* [EXTRACT PROVIDED]:
Becoming a Technical Leader

An Organic Problem-Solving Approach

by Gerald M. Weinberg

Number of pages: 304

Publisher: Dorset House Publishing

BBB Library: Leadership, Business Classics

ISBN: 978-0932633026

About the Author

For more than half a century, Gerald Weinberg has worked on transforming software organizations, particularly emphasizing the interaction of technical and human issues. After spending between 1956 and 1969 as software developer, researcher, teacher, and designer of software curricula at IBM, he and his anthropologist wife, Dani Weinberg (see her bio for more about Dani), formed the consulting firm of Weinberg & Weinberg to help software engineering organizations manage the change process in a more fully human way.

* [TO BE DONE]:
A - In the page about Becoming a Technical Leader, what consulting firm did Gerald Weinberg form with his wife, Dani?
B - Extend the page about Becoming a Technical Leader with new text following its final sentence.

* [SUPPLIED DATA]:
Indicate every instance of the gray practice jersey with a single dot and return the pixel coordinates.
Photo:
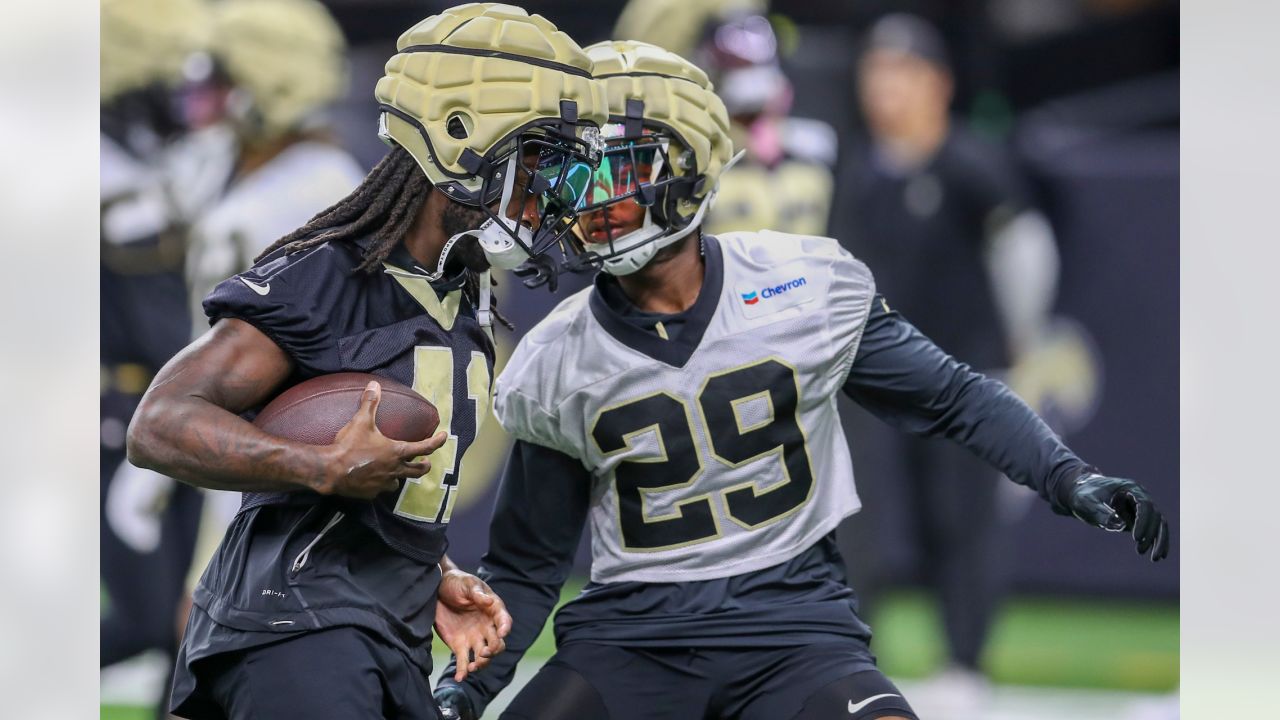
(717, 450)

* [RESULTS BY TASK]:
A - Weinberg & Weinberg

B -
Editorial Review

You may not consider yourself a leader, but if you take some time thinking about your daily activities, you might discover that you are. Don’t believe? Here are some examples that may convince you: If you are good at your job to the extent that your co-workers ask for your advice, if you were selected to sit in a meeting or a committee to discuss an issue, or if you had ideas you wanted to share with your company, or even further papers or books writing, then you are a technical leader.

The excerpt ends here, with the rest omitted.